* [Data excerpts]:
• • • •
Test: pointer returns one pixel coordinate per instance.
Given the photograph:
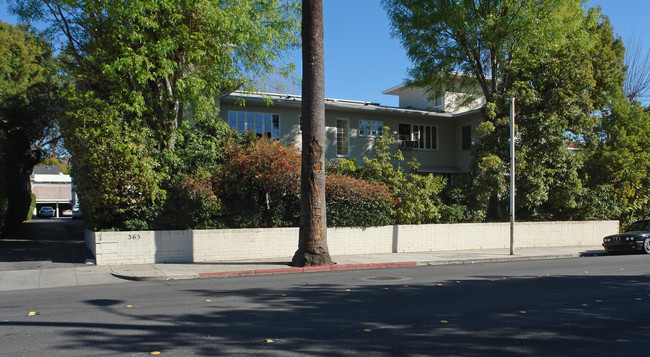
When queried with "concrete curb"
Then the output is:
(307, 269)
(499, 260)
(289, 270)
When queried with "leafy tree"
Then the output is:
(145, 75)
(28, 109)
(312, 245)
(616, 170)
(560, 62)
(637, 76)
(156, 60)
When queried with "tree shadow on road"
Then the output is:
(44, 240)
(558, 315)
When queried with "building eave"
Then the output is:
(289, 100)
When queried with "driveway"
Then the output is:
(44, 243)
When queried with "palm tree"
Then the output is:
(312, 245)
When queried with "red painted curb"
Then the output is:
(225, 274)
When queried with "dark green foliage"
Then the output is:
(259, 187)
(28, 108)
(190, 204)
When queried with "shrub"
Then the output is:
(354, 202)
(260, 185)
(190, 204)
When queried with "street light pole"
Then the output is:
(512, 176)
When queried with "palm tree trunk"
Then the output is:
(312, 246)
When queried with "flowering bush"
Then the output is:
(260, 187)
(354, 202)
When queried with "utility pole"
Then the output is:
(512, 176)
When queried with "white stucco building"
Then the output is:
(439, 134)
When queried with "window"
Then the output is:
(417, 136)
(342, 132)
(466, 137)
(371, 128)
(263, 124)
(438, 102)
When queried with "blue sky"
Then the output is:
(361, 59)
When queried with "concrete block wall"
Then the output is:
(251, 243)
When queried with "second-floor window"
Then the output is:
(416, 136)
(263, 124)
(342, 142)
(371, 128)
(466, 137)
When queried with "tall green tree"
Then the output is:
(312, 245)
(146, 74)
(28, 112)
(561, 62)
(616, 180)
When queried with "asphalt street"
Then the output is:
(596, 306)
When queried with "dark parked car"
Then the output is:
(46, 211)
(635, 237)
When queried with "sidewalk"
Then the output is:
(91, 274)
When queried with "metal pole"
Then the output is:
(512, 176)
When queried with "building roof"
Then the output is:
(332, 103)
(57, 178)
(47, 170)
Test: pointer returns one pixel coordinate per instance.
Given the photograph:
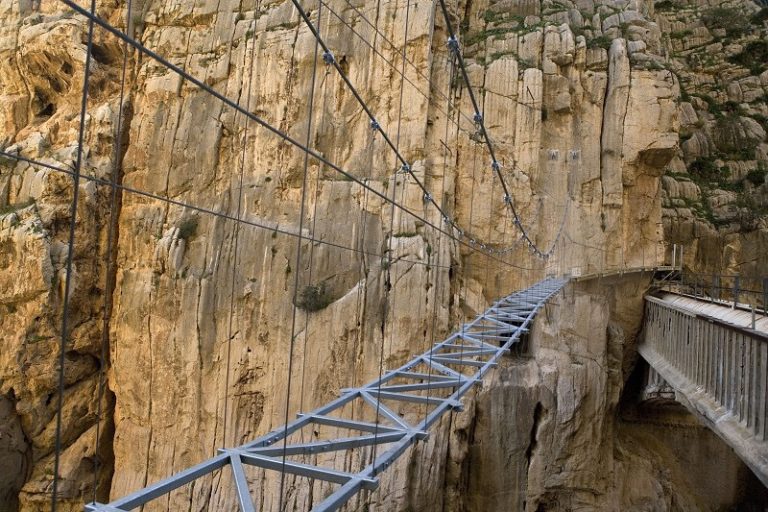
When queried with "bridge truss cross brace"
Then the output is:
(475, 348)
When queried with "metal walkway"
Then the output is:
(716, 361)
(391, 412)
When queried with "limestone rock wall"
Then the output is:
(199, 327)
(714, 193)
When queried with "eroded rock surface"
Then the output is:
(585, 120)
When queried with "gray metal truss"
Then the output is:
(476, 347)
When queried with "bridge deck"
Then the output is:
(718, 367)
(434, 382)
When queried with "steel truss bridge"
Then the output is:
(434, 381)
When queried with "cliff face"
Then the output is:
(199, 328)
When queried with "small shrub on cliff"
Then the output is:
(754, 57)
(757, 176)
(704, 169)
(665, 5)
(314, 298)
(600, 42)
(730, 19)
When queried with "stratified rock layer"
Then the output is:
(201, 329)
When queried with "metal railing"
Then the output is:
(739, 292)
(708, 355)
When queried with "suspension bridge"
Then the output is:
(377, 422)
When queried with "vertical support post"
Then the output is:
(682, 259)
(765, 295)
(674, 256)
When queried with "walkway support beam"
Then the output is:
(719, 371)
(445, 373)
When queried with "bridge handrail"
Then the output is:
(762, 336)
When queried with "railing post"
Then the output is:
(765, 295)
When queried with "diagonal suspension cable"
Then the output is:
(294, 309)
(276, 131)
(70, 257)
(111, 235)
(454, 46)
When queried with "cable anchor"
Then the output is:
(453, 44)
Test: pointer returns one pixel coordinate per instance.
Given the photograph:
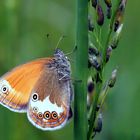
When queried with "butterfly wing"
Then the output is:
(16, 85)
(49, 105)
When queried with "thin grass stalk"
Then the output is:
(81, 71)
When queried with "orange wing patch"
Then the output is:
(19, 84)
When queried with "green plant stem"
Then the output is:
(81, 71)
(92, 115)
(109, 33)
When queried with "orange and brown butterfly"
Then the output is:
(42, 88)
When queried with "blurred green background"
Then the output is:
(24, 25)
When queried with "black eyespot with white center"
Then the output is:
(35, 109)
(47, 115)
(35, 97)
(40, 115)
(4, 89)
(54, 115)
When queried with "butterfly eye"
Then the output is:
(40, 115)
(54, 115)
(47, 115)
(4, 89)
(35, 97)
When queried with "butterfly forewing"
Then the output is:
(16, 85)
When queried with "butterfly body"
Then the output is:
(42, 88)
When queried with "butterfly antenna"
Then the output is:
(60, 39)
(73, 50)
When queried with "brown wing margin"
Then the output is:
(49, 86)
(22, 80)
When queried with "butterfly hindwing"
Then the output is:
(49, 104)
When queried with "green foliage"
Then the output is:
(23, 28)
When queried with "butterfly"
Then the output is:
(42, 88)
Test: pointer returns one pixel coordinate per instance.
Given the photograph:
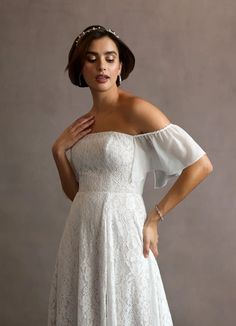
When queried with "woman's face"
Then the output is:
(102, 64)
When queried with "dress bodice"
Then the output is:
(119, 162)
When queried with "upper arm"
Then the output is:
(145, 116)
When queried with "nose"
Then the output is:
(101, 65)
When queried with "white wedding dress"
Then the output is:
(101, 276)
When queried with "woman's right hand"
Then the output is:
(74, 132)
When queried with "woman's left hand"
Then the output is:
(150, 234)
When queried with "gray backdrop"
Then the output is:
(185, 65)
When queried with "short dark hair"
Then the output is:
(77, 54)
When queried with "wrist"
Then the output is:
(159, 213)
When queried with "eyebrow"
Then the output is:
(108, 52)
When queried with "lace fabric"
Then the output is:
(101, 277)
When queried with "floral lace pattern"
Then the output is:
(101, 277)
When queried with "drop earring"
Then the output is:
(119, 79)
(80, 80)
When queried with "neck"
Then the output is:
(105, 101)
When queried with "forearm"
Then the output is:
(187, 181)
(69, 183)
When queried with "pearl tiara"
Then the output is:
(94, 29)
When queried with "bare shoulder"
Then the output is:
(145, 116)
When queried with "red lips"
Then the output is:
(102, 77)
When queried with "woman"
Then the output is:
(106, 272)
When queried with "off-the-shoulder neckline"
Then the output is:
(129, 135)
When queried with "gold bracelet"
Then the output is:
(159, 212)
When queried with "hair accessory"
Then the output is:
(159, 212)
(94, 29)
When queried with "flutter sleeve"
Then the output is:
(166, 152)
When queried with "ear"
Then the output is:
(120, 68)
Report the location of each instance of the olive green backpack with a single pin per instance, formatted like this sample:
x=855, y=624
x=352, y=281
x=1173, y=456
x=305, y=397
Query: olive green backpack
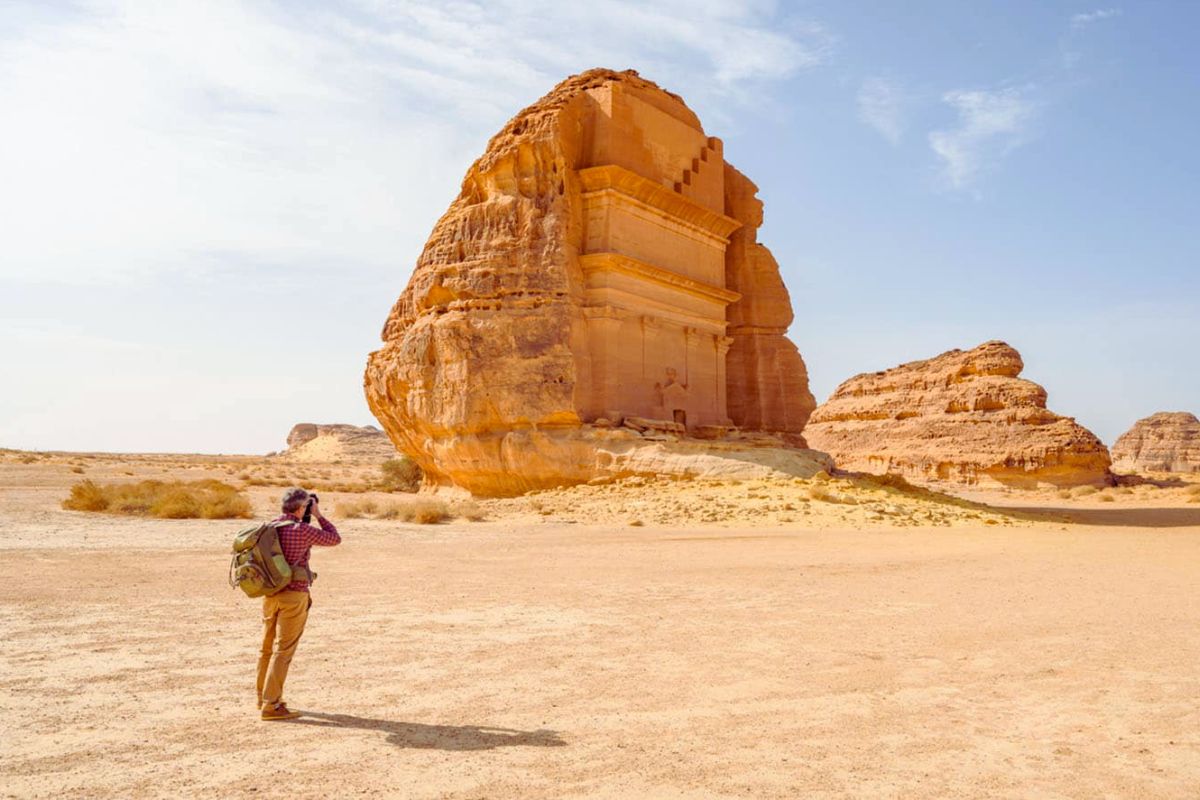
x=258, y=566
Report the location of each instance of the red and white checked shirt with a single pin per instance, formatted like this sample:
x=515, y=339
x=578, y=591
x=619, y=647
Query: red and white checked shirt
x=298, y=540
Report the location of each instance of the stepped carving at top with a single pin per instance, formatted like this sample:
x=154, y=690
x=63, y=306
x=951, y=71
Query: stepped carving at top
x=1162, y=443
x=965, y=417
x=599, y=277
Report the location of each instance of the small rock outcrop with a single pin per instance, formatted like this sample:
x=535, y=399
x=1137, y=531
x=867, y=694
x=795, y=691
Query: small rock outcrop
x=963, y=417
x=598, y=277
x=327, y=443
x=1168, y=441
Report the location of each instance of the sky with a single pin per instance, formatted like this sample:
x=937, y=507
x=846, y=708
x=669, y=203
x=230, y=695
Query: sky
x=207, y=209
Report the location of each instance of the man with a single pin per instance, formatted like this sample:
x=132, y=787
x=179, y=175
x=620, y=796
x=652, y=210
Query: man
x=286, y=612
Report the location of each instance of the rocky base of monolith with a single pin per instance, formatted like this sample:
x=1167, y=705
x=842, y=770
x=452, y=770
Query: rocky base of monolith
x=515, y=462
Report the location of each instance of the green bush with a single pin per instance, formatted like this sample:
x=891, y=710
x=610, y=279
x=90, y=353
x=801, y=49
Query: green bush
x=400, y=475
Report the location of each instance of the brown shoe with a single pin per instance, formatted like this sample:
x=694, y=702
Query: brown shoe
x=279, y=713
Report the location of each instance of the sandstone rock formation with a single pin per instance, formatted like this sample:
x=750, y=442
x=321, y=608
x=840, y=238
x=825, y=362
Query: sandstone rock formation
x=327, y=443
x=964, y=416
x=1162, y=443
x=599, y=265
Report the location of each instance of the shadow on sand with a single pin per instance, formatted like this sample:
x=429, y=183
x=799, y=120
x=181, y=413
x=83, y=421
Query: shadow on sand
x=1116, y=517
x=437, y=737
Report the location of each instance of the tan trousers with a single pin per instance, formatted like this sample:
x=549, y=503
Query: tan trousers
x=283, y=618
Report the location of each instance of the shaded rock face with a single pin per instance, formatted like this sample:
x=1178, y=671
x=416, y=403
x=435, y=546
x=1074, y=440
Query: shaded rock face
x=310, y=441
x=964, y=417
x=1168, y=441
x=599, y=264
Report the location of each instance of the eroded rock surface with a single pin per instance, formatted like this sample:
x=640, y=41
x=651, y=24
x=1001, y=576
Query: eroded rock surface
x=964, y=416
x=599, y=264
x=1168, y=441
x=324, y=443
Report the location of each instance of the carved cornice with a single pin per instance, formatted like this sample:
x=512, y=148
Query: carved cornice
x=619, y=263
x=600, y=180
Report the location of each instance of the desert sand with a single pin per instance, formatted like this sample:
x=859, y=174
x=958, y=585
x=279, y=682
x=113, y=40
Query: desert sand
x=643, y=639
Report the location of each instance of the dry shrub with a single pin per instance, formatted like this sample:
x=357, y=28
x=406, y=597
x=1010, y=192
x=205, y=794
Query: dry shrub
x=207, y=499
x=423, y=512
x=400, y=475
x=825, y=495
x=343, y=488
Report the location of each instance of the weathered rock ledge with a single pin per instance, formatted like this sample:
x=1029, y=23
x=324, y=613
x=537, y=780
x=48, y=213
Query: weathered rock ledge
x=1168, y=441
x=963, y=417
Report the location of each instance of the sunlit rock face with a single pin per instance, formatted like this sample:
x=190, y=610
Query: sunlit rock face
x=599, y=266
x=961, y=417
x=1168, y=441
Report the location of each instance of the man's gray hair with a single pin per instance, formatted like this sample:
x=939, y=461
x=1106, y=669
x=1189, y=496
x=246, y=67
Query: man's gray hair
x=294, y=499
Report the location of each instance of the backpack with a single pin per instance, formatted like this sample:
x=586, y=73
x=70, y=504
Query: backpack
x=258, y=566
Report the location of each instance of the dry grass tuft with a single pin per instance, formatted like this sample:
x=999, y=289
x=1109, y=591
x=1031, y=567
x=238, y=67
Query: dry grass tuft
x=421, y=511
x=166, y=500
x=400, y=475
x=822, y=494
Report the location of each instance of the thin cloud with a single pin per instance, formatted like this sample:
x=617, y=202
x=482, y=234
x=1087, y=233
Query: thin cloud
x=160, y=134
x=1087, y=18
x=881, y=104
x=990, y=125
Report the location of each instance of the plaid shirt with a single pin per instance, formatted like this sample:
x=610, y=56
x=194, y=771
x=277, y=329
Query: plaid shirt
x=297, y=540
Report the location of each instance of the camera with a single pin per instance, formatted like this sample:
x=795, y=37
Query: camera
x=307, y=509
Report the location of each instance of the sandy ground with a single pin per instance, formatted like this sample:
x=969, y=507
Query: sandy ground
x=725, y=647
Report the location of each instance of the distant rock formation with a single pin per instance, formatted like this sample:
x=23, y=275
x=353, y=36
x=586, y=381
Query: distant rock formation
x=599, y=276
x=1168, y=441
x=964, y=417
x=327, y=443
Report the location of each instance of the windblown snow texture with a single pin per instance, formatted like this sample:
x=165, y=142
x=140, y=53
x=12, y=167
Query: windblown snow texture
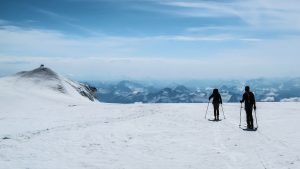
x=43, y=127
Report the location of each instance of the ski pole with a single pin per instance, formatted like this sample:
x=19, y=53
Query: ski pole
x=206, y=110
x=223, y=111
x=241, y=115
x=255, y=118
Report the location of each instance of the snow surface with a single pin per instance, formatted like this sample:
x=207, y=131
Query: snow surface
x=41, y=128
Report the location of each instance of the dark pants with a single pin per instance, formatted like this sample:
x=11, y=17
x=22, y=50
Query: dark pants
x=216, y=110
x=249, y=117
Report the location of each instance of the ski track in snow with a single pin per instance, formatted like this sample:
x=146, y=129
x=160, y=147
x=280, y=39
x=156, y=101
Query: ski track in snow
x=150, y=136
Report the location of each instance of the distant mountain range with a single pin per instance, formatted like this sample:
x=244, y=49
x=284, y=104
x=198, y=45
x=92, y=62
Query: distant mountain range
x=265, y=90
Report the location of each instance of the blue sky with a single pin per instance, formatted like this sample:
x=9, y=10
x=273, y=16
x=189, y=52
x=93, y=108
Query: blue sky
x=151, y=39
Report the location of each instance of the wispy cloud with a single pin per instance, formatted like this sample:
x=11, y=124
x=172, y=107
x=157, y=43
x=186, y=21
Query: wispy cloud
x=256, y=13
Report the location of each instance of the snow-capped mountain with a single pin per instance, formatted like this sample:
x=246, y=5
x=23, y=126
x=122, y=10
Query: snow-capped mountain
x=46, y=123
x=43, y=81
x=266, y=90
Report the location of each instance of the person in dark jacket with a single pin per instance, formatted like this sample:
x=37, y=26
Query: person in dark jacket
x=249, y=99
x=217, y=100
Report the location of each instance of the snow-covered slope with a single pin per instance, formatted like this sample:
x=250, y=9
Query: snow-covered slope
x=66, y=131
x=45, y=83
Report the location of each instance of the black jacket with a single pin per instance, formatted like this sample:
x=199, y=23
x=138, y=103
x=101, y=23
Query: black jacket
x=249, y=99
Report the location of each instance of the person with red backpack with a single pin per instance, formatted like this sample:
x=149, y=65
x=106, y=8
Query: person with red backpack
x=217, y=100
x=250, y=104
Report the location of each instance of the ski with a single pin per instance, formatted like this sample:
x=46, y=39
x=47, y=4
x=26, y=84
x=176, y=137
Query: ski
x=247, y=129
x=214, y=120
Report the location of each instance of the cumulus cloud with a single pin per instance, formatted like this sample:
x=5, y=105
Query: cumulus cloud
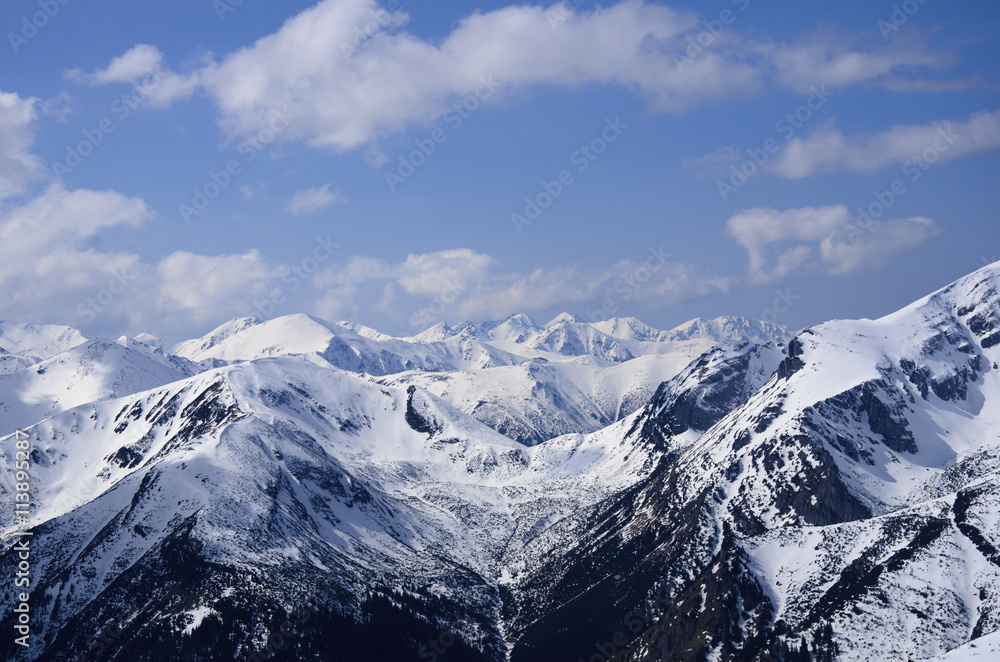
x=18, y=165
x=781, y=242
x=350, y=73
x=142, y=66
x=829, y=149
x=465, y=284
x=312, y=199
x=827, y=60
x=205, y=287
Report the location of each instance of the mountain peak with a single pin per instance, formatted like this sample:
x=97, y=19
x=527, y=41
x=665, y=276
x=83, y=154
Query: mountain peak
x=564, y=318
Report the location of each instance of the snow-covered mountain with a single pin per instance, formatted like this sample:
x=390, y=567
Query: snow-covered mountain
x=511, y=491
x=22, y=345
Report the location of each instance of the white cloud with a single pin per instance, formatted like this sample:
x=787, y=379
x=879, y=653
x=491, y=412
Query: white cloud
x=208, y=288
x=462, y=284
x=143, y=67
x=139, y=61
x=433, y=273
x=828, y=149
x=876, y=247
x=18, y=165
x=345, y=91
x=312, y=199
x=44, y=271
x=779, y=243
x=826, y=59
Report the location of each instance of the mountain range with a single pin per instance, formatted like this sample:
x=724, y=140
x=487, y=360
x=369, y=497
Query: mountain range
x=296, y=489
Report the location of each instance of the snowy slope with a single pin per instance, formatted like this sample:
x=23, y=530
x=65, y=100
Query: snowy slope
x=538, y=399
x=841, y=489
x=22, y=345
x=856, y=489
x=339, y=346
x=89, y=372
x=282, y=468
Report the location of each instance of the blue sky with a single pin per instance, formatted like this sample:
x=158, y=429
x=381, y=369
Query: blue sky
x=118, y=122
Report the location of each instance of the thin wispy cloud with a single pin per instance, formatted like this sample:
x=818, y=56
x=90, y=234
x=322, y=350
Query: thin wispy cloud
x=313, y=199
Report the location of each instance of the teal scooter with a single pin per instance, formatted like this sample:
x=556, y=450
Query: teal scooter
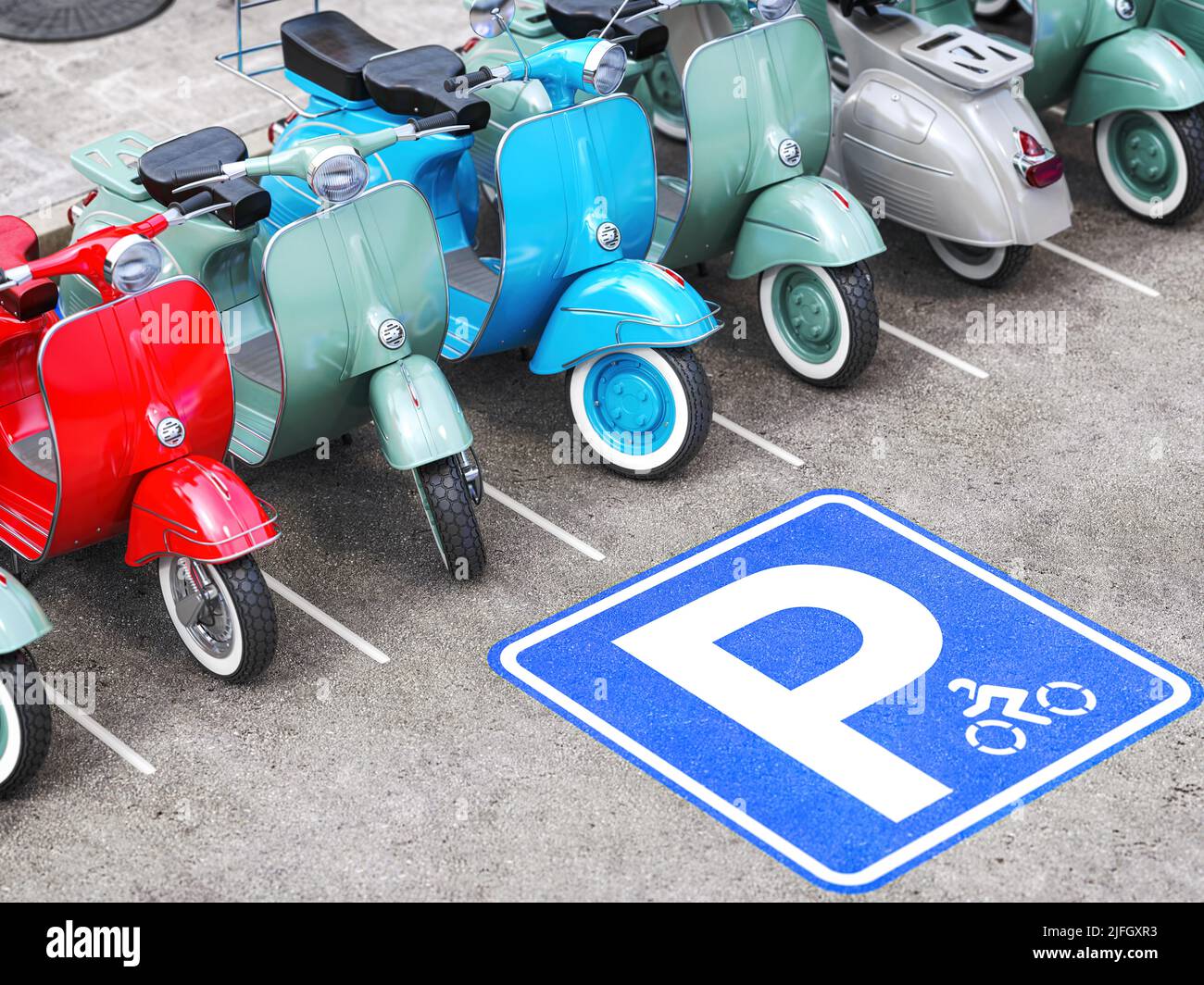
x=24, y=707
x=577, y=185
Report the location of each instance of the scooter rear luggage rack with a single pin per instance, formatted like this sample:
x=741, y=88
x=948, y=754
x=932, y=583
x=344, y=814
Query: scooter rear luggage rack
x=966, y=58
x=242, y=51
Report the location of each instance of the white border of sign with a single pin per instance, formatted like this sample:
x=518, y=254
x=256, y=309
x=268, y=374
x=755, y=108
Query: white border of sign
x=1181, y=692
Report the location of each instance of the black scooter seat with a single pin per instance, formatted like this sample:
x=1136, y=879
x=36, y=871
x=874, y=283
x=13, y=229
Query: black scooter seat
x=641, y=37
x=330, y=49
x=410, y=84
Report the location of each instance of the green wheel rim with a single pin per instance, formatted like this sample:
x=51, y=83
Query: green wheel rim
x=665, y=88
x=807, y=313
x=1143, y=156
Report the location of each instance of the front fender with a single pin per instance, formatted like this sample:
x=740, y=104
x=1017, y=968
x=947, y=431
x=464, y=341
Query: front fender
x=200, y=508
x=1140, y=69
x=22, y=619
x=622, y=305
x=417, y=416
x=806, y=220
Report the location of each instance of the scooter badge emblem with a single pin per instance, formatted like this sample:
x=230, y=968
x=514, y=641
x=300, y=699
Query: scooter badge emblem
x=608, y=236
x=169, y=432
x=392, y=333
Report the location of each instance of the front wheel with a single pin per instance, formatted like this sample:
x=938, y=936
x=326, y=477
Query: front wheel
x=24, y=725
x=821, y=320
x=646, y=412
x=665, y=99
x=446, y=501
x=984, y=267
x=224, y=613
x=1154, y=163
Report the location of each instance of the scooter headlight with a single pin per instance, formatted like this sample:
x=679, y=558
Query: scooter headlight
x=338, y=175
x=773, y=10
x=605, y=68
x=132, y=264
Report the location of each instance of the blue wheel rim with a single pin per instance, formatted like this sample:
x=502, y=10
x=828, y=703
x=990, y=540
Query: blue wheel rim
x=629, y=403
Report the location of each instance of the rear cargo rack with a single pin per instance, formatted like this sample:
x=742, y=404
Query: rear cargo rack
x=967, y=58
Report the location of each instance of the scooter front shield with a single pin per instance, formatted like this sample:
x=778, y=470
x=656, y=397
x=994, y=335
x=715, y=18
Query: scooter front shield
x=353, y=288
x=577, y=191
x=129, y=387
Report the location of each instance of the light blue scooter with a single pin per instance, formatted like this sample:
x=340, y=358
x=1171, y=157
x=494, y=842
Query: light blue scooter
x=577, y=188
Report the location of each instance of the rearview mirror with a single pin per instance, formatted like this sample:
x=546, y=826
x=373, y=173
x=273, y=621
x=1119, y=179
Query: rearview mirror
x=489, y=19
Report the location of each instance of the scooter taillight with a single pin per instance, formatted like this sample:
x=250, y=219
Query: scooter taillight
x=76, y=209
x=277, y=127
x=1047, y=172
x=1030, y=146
• • • •
* [Task directions]: Go through the entries and report every line with the string "metal".

* [Response box]:
When queried with "metal pole"
When queried with "metal walkway"
When queried with "gray metal truss"
When queried with "metal railing"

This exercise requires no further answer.